=== TEXTO BASE ===
------------------------
Entendemos que mesmo com o Brasil parado e a economia um caos, tínhamos que aumentar a estrutura para receber mais crianças e conseguimos tirar do papel um projeto que, com certeza, ainda vai nos dar muito orgulho e principalmente, nos ensinar muito: O Chãozinho, é um pedacinho do nosso lugarejo para agrupar o futuro do povoado e estimular a cultura local e artesã, através da oralidade, respeito e amor.

Queremos despertar o agente de transformação que habita em cada criança e propor um ambiente de convivência e troca, respeitando os limites de cada um. Chãozinho é um lugar de inspiração e transformação, onde podemos vivenciar conceitos de uma vida mais consciente e conectada com valores ancestrais. É uma oportunidade de despertar localmente, os talentos que precisam ser desenvolvidos.

Optamos por materiais de baixo impacto e que valorizam a matéria-prima local, como o trançado da palha de carnaúba e a taipa e queremos fazer deste espaço, uma referência em tecnologia social e ambiental. Quem está sonhando e fazendo acontecer junto com a gente, é o Coletivo Arruma e o Maní: coletivos de mulheres que trabalham com atividades Ecopedagógicas e o desenvolvimento de obras através da Bioconstrução, Permacultura e Agricultura Orgânica e devemos inaugurar o espaço ainda este ano.

Esse espaço é a materialização de como é possível empreender de forma consciente e gerir um negócio onde todos ganham: a comunidade e a natureza, promovendo e valorizando o conhecimento cultural, ecológico e social da comunidade da Barrinha.

Por que sim, a sustentabilidade caminha lado a lado com a tecnologia e vamos juntos construir um futuro que valorize também os povos originários. Posso dizer que minha vida está completamente transformada desde que vim para cá. Ainda bem.
------------------------
=== DADOS ===
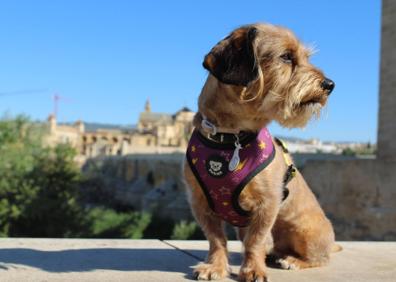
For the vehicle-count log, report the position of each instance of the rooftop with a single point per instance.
(155, 260)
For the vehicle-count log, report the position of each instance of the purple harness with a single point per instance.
(209, 161)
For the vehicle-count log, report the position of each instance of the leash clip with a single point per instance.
(208, 126)
(235, 156)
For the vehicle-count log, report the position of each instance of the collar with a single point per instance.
(218, 136)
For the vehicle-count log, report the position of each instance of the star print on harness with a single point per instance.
(224, 168)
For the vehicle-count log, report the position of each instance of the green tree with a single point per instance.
(38, 185)
(184, 230)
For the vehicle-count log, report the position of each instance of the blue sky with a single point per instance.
(107, 57)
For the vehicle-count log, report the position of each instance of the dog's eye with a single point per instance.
(287, 57)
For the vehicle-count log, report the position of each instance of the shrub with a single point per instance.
(183, 230)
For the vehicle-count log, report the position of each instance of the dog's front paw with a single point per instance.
(252, 274)
(205, 271)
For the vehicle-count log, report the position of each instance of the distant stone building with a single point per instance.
(170, 130)
(155, 133)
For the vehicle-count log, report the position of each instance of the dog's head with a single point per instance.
(267, 75)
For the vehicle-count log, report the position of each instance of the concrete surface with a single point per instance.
(153, 260)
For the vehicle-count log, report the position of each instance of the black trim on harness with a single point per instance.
(239, 188)
(196, 174)
(244, 139)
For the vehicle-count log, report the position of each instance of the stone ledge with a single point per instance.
(153, 260)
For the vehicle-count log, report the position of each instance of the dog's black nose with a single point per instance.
(327, 84)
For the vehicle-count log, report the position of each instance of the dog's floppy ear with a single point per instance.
(233, 60)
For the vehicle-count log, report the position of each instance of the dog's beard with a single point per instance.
(292, 112)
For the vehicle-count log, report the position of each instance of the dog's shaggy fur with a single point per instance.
(261, 73)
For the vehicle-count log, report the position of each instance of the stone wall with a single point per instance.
(144, 182)
(358, 195)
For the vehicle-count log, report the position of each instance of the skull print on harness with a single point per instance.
(220, 181)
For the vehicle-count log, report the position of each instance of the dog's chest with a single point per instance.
(210, 164)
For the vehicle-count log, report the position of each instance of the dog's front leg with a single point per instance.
(262, 220)
(216, 265)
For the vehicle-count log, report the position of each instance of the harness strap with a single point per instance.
(291, 168)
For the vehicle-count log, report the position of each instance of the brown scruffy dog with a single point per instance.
(260, 73)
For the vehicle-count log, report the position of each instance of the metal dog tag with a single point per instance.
------------------------
=== ENUNCIADO ===
Reescreva o trecho do texto sobre o Chãozinho começando em "Entendemos que mesmo" e terminando em "respeito e amor.", substituindo "crianças" por "jovens".

=== RESPOSTA ===
Entendemos que mesmo com o Brasil parado e a economia um caos, tínhamos que aumentar a estrutura para receber mais jovens e conseguimos tirar do papel um projeto que, com certeza, ainda vai nos dar muito orgulho e principalmente, nos ensinar muito: O Chãozinho, é um pedacinho do nosso lugarejo para agrupar o futuro do povoado e estimular a cultura local e artesã, através da oralidade, respeito e amor.